▸ RECORDS PROVIDED:
=== Begin Enclosure ===
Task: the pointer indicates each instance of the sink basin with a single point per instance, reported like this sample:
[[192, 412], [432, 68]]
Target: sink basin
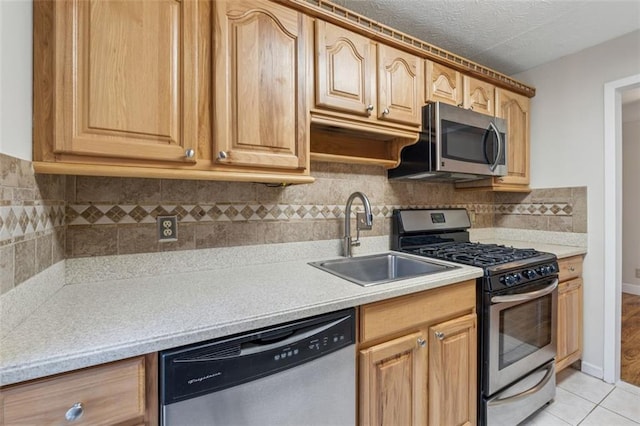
[[380, 268]]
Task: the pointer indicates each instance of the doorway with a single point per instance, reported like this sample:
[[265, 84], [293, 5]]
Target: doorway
[[613, 92]]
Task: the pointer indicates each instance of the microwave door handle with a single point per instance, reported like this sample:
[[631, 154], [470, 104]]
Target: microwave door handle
[[526, 296], [494, 129]]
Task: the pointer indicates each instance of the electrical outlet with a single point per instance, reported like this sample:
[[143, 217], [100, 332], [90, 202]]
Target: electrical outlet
[[167, 228]]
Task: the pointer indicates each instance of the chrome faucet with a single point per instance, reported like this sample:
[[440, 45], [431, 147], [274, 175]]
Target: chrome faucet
[[364, 221]]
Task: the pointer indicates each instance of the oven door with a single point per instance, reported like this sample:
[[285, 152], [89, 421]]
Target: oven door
[[521, 332]]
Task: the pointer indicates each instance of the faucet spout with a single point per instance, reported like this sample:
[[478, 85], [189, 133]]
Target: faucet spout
[[367, 222]]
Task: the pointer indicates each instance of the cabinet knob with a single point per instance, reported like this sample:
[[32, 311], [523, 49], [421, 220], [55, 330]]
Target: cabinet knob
[[75, 412]]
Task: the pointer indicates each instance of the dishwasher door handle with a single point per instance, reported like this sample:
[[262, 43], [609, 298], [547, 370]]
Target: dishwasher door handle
[[259, 345], [252, 347]]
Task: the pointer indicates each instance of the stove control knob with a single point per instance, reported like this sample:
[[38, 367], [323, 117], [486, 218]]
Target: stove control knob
[[509, 280], [545, 270]]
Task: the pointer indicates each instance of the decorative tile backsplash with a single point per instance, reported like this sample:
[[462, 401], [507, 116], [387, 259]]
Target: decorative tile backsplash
[[32, 221], [45, 218]]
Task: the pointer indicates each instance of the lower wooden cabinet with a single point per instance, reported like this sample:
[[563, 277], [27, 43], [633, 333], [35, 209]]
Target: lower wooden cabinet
[[452, 372], [123, 393], [418, 359], [393, 382], [569, 349]]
=== End Enclosure ===
▸ TASK BRIEF: Transcribe the listing in full. Leave the pictures out.

▸ TASK RESPONSE:
Task: the pointer indicates each instance of the sink basin with a single point per instance, reported like this sample:
[[192, 412], [432, 68]]
Target: sink basin
[[380, 268]]
Task: the pointer indicates each instance of the doorway with a single point per instance, reported like this sample:
[[265, 84], [293, 5]]
Target: doorway
[[613, 92]]
Task: the pointer indicates each instance of the microwave door handle with a single point per instance, reported like this sample:
[[631, 154], [470, 104]]
Target: microwave door handle
[[526, 296], [494, 129]]
Task: the pointer indicates each instance of the electrical outlet with a single point per instance, reported like this sample:
[[143, 217], [100, 332], [90, 202]]
Target: electrical outlet
[[167, 228]]
Task: the pointer indicates each instance of the chrome faucet with a single point per instance, reported like this sample:
[[440, 45], [431, 147], [274, 175]]
Target: chrome faucet
[[364, 221]]
Task: the pointer indicates each instance of the oven door with a single point per instance, reported like this sample:
[[285, 152], [89, 421]]
Target: oven door
[[521, 332]]
Task: the pointer indicates each instance of the faucet spout with a single point per instance, reported like this sample:
[[478, 85], [189, 133]]
Target: faucet spout
[[367, 222]]
Task: the pointer indicates each instance of the cabinet knob with a single point per instance, reported like this sample:
[[32, 311], [523, 49], [421, 220], [55, 330]]
Target: cabinet knob
[[75, 412]]
Task: the pointer indicates each instance of the dishwasher door handle with a single point per instance, reported like this sample:
[[262, 43], [609, 298], [547, 370]]
Target: dishwasher door handle
[[259, 345], [252, 347]]
Task: the pointer indicates each instance of the stove control knob with a single point per instance, reported like this sample:
[[38, 367], [323, 117], [486, 218]]
Target: stove control knob
[[509, 280], [545, 270]]
Task: the pointer indicates each instance of the decorative tile backsplash with a single point per instance, reported like this sample:
[[462, 401], [507, 116], [387, 259]]
Target: decorative tile backsplash
[[32, 221], [45, 218]]
Task: the pointer indicates each instance of the lower wooden cabinet with a single point per instance, reported like this sample:
[[563, 277], [27, 43], [633, 333], [35, 209]]
Target: lower wooden cabinet
[[452, 372], [123, 393], [418, 359], [393, 382], [569, 349]]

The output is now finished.